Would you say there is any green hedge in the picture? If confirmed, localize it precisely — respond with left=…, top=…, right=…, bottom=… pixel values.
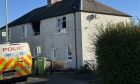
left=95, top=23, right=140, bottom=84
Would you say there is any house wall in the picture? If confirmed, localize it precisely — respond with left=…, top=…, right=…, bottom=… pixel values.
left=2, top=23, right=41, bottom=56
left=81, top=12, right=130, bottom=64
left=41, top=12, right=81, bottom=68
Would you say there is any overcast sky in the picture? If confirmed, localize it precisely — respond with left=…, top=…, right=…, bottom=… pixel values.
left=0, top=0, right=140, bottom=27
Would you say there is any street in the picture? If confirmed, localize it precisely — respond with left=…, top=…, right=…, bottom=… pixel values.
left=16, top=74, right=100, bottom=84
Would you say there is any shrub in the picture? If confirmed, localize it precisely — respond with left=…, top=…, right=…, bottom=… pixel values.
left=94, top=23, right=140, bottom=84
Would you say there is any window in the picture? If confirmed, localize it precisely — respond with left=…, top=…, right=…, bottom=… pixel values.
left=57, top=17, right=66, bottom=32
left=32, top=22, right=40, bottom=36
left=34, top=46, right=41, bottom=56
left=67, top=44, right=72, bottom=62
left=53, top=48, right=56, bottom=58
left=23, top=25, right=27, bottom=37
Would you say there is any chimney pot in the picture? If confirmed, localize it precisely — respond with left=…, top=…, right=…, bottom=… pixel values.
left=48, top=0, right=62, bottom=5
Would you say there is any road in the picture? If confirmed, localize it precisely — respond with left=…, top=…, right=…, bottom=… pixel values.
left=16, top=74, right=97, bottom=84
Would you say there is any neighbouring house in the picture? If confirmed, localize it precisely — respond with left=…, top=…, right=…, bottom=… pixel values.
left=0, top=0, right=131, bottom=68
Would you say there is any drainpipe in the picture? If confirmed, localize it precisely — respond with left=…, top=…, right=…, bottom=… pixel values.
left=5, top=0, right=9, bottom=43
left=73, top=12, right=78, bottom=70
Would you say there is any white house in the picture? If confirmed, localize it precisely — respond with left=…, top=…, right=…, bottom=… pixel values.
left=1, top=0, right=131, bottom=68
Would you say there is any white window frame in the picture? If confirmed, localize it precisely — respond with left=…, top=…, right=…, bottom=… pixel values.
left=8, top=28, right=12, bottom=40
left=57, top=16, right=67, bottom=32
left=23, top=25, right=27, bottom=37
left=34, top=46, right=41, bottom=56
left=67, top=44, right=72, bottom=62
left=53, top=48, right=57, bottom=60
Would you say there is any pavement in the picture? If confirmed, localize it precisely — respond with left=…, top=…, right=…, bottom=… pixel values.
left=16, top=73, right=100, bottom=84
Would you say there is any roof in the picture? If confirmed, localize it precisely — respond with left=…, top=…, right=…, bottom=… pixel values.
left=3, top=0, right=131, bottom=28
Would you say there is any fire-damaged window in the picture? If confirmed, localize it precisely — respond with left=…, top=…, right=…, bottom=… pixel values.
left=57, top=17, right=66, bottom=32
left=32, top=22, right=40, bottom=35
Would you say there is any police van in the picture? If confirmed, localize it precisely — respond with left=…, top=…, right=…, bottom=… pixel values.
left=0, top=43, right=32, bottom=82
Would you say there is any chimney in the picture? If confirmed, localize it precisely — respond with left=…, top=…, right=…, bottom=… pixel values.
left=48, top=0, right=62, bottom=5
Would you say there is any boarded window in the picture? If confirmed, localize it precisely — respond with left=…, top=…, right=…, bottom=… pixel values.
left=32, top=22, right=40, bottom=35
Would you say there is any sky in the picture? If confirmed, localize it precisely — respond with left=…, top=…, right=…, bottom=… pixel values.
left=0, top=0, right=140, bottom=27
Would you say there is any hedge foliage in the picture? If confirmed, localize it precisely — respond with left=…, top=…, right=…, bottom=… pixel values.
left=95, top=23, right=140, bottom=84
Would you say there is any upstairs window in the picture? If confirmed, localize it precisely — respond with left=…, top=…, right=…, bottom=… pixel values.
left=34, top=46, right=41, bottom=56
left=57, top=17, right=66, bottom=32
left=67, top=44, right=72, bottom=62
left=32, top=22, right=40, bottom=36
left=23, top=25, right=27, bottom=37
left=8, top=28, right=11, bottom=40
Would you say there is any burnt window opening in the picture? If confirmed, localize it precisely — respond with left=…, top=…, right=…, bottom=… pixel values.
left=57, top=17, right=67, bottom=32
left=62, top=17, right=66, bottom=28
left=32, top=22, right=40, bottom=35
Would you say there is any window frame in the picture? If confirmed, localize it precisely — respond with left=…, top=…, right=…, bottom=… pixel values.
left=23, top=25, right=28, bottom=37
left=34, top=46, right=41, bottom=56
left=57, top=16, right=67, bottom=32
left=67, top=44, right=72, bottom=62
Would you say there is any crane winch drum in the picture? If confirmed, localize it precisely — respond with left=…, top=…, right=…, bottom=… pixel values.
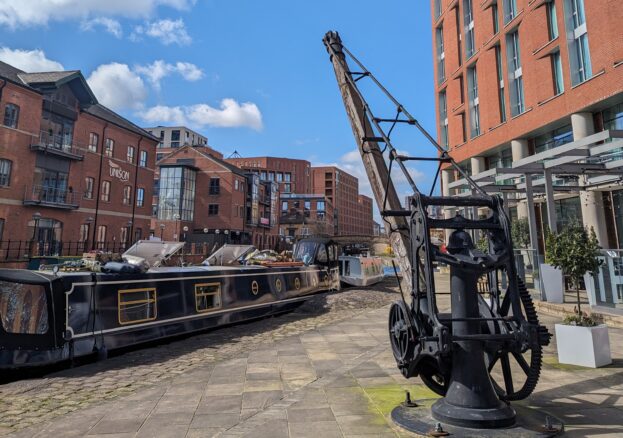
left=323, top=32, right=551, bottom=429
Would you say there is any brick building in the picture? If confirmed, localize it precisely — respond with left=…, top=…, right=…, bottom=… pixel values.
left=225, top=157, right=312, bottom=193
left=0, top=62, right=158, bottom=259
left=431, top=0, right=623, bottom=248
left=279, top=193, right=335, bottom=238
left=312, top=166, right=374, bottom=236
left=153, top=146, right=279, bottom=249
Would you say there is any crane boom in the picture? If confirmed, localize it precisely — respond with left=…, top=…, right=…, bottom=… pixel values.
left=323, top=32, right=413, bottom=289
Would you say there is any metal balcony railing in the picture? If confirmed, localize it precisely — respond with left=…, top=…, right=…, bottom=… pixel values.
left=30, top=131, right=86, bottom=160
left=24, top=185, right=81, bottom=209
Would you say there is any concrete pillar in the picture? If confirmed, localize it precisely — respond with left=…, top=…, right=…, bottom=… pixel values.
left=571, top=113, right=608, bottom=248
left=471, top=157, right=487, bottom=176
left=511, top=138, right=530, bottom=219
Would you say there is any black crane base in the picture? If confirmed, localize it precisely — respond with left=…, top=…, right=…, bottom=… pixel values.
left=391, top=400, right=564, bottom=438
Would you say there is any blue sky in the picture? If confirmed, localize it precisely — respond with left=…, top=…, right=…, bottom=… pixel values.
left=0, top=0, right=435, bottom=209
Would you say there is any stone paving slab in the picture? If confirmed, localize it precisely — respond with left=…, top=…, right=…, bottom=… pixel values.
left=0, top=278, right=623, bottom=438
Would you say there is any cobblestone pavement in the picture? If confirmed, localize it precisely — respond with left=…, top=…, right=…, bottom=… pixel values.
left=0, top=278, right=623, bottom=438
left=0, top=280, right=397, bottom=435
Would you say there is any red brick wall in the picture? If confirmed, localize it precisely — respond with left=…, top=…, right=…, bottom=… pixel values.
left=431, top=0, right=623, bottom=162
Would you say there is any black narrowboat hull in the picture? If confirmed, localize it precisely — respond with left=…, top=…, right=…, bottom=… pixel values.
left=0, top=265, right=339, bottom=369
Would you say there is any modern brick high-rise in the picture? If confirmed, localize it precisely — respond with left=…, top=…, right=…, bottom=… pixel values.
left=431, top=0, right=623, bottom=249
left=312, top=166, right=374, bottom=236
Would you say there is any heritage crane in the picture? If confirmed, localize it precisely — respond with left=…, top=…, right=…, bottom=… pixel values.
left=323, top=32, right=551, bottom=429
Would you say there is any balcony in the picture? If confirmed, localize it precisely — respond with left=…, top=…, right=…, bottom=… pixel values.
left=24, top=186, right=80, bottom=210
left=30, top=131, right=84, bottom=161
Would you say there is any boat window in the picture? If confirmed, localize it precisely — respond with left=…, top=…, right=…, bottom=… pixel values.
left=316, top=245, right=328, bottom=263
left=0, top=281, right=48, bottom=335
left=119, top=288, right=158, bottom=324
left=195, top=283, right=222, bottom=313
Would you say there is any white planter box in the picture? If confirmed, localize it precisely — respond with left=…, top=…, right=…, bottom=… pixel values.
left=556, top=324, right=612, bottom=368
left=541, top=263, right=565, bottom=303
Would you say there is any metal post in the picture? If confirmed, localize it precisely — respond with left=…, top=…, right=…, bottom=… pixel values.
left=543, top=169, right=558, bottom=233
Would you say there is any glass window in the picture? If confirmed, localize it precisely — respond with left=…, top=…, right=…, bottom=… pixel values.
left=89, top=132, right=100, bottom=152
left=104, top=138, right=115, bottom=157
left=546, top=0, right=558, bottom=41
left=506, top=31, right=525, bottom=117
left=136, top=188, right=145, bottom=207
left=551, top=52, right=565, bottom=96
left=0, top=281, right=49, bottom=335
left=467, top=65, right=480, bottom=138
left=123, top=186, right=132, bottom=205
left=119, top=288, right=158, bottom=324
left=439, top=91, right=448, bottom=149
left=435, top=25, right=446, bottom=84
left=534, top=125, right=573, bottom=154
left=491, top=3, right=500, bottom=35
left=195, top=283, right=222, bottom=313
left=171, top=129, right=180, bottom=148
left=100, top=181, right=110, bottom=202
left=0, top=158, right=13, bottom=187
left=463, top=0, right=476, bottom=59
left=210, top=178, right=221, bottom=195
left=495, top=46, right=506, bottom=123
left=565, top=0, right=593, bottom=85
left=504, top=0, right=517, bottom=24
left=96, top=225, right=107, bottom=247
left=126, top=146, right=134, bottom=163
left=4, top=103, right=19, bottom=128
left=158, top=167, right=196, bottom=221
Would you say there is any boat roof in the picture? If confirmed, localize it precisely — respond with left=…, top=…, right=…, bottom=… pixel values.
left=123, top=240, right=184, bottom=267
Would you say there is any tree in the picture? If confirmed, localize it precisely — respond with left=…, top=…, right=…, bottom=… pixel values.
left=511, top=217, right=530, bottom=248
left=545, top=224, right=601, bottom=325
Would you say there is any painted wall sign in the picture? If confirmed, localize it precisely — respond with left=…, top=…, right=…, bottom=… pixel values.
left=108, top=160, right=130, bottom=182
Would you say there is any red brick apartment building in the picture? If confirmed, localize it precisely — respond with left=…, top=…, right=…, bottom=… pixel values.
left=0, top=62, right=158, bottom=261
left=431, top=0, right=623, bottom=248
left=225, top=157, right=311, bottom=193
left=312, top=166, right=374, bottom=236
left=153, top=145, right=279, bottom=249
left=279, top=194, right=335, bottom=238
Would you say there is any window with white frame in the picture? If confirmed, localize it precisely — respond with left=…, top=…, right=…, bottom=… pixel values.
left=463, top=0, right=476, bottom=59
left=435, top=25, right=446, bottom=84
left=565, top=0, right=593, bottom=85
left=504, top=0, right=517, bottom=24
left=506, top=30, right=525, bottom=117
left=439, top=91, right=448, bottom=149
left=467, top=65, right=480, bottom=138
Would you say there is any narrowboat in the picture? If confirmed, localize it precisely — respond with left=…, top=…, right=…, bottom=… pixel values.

----

* Task to carry out
Return the portion of the listing that opens with the line containing "Would you say there is any painted" and runs through the final line of the listing, both ends included, reproducing each line exactly as it stands.

* Answer to this problem
Would you say there is any painted wall sign in the picture? If confirmed, localize it precisely — respond with left=…, top=…, right=…, bottom=… pixel values.
left=108, top=160, right=130, bottom=182
Would you say there is any red brick apartment building in the picture? If confirmed, localize it precisely — respond with left=…, top=…, right=…, bottom=… pixel values.
left=0, top=62, right=158, bottom=261
left=431, top=0, right=623, bottom=248
left=225, top=157, right=311, bottom=193
left=312, top=166, right=374, bottom=236
left=153, top=145, right=279, bottom=249
left=279, top=194, right=335, bottom=238
Would you say there is any window with white frame in the picture? If confirmed, localize it precisely — respond with left=…, top=…, right=…, bottom=… pixel values.
left=463, top=0, right=476, bottom=59
left=435, top=25, right=446, bottom=84
left=565, top=0, right=593, bottom=85
left=504, top=0, right=517, bottom=24
left=506, top=30, right=525, bottom=117
left=439, top=91, right=448, bottom=149
left=467, top=65, right=480, bottom=138
Would you say there is any narrowboat in the picture? If confirmed, localize it precisely — respond with left=…, top=…, right=…, bottom=… pixel values.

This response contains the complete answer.